-- Begin Input data --
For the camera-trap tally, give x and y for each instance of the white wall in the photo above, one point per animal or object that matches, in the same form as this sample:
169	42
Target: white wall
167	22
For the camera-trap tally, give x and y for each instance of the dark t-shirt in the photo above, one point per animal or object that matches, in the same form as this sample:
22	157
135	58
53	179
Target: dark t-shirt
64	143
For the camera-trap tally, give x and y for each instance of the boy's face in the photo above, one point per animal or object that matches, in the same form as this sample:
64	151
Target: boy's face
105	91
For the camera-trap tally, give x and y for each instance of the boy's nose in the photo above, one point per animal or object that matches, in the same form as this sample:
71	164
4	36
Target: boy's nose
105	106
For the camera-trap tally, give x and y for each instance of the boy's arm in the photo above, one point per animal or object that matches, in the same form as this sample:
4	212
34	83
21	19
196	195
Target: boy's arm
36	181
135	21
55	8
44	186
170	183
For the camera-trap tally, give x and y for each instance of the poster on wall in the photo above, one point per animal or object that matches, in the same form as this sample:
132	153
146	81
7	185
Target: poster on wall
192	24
-- End Input data --
## [Set exercise]
Extract each line from the listing above, please, and repeat it exactly.

## [Response to this task]
For the camera-trap tally, give x and y for each instance of the white wall in the photo above, one point per animal or object that matches, in the same form as this sample:
169	42
Target: white wall
167	22
For the camera-trap tally, give x and y for each instance of the dark t-shirt in the photo above, one point per animal or object that matches, in the same form as this sample:
22	157
135	58
53	179
Target: dark t-shirt
64	143
For the camera-trap tally, give x and y for each instance of the boy's face in the photo above, one point per animal or object that matches, in the same form as this sample:
64	151
Target: boy's face
105	91
For the camera-trap tally, give x and y for each instance of the boy's nose in the photo above, one point per animal or object that matches, in the same form as this sample:
71	164
4	36
Target: boy's nose
105	106
For the camera-trap tally, give x and y for each instance of the boy's arm in the photo above, one point per animal or object that matches, in the same form as this sample:
4	212
34	83
21	19
196	195
Target: boy's arm
36	181
135	21
55	8
44	186
170	183
For the camera-trap tally, give x and y for each instance of the poster on wall in the photo above, one point per animal or object that matches, in the same form as this sample:
132	153
146	81
7	185
Target: poster on wall
192	24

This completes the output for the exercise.